As pessoas, pois, de uma determinada sociedade podiam até mesmo divulgar e
acreditar que algo ruim fosse bom. Mas isso seria apenas uma evidência de que
se trata de uma civilização não muito esclarecida e, se apelássemos para a sua
razão, com as perguntas certas, as levaríamos a admitir o que a moralidade
objetiva, bem como a se conformar a ela.
Essas
propostas filosóficas de Sócrates abrem espaço para muito debate filosófico
concernente à antropologia filosófica. Para Sócrates, talvez antecipando
Aristóteles, o homem seja predominantemente racional. Assim, volição e emoção
se subordinam à razão. Sentimos e desejamos em virtude de nossa compreensão.
Para Sócrates, pois, não se pode desejar algo apesar de compreendermos que nos
é prejudicial. Se o desejamos seria porque, no final das contas, acreditamos
que é o melhor pra nós naquele momento e até a longo prazo, mesmo que o ‘longo
prazo’ não seja considerado. Mas Durant parece não creditar tal primazia à
razão como faculdade da alma. Ele, como muitos outros no decorrer da história
do pensamento, irão pensar no homem como volitivo e emocional também, como
faculdades igualmente determinantes da alma humana, de modo que possamos
desejar algo que sabemos ser errado. Pode ser uma questão biológica, por
exemplo. Ainda assim Durant ressalta a importância do conhecimento filosófico
para o caráter do homem: “O homem inteligente pode ter os mesmos impulsos
violentos e anti-sociais do ignorante, mas o certo é que irá controla-los
melhor e diminuir a frequência com que resvala para a imitação do animal”

┄┄┄┄┄┄

• Enunciado A:
Resuma em duas frases o trecho sobre a razão em Sócrates e em Durant.

[Registros de um conjunto de dados]
┄┄┄┄┄┄

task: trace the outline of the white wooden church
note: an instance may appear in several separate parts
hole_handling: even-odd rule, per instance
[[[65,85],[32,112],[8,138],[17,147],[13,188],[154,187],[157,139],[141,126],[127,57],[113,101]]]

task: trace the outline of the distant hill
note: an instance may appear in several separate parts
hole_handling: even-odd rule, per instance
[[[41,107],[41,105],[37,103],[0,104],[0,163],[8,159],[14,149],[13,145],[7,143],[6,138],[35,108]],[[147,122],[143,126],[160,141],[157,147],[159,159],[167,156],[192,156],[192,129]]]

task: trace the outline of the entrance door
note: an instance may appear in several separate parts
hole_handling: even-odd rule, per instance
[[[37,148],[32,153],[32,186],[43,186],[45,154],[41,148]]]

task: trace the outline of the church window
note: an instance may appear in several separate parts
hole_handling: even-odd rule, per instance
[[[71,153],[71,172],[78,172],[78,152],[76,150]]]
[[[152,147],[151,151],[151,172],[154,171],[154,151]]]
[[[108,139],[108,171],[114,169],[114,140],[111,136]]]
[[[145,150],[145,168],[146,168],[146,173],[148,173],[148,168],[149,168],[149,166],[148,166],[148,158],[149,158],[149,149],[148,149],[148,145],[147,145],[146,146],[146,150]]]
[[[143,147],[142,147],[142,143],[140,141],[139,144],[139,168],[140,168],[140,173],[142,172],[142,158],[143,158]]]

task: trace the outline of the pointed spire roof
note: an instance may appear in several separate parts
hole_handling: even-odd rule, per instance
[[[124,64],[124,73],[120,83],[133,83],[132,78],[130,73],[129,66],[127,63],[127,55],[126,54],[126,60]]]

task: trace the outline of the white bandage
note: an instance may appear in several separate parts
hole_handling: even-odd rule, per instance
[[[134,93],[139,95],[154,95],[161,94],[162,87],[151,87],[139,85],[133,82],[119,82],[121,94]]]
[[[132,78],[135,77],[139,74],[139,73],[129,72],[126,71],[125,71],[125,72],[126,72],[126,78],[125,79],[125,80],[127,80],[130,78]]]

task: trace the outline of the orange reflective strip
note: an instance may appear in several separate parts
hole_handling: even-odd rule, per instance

┄┄┄┄┄┄

• Enunciado B:
Selecione nas linhas acima todas as que contêm a palavra "outline" e copie-as.

• Resposta do exercício A:
Para Sócrates, o homem seria predominantemente racional, com volição e emoção subordinadas à razão, de modo que não se pode desejar algo que se compreende ser prejudicial. Durant não dá essa primazia à razão e vê vontade e emoção como faculdades igualmente determinantes, mas ressalta que o conhecimento filosófico ajuda o homem a controlar melhor seus impulsos.

• Resposta do exercício B:
task: trace the outline of the white wooden church
task: trace the outline of the distant hill
task: trace the outline of the entrance door
task: trace the outline of the church window
task: trace the outline of the pointed spire roof
task: trace the outline of the white bandage
task: trace the outline of the orange reflective strip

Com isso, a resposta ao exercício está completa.